**Selected passage**
============================================================

However, I had a very strong visceral dislike the central theme of fate as an invisible and nigh irresistible force pulling the characters around like some sort of cosmic puppet-master.  In particular, when matched with the obvious images of Hitler and the National Socialists (apparently arising out of a Great Depression American Despotism), I felt quite angry at the implication that somehow human beings were not responsible for their own actions, and that the Nazi's somehow spawned out of a demonic "other-ness" out of nowhere, and that the only thing to save us was apparently some sort of angelic superhero that also came out of nowhere.  In a way this kind of predestination pretty much absolves everyone in the story from any sort of real guilt or merit.  Nobody was evil, not even the "Master", since he was apparently just a pawn of evil.  By corrolary, nobody was good either, not even Alice May, since she was just the body that happened to hold the guns.  It's a terribly pessimistic and depressing universe to live in.

============================================================

**Entries**

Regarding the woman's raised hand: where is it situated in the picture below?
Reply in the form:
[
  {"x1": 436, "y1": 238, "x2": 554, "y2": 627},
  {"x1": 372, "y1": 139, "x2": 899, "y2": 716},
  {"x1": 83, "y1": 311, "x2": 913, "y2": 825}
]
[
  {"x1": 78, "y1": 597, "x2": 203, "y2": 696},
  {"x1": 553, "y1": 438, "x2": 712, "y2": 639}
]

============================================================

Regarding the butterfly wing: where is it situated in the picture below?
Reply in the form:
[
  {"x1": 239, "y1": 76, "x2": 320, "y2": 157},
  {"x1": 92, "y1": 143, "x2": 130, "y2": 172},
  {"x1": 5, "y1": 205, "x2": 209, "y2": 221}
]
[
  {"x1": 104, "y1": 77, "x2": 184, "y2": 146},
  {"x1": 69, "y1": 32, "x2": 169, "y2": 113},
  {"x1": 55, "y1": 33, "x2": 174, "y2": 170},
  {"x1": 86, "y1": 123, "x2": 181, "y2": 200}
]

============================================================

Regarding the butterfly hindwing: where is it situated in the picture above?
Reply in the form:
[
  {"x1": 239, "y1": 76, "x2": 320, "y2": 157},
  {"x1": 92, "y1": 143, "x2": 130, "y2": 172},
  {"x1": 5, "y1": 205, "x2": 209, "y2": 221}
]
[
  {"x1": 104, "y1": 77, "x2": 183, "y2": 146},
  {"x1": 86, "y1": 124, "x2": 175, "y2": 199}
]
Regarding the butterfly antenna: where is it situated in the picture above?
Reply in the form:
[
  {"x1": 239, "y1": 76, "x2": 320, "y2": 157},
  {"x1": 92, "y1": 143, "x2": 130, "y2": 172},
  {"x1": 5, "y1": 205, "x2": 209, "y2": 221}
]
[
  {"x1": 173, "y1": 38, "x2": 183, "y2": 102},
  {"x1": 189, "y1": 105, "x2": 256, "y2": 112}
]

============================================================

**Task statement**
Write the next part of the review that criticizes the story's theme of fate, picking up right after its last sentence and keeping its first-person voice.

**Answer to this task**
More over, I think it's implication about the real-world Hitler and Nazi-ism is both short-sighted and dangerous.  Opinions differ of course, but reading about atrocities like those perpetrated during WW2 (or more recently in Rwanda), my take-away was that it's not demons or monsters, or "evil" that performed those deeds.  Perfectly normal people (like you or me) made the rational decision to kill their acquaintances and neighbors.  Other perfectly normal people (also like you or me) made a rational decision to risk their own lives to try to save those people.  That's perhaps the scarier truth.  After all, if the universe was full of random irresistible forces pulling us every which way, then why bother to take responsibility for anything?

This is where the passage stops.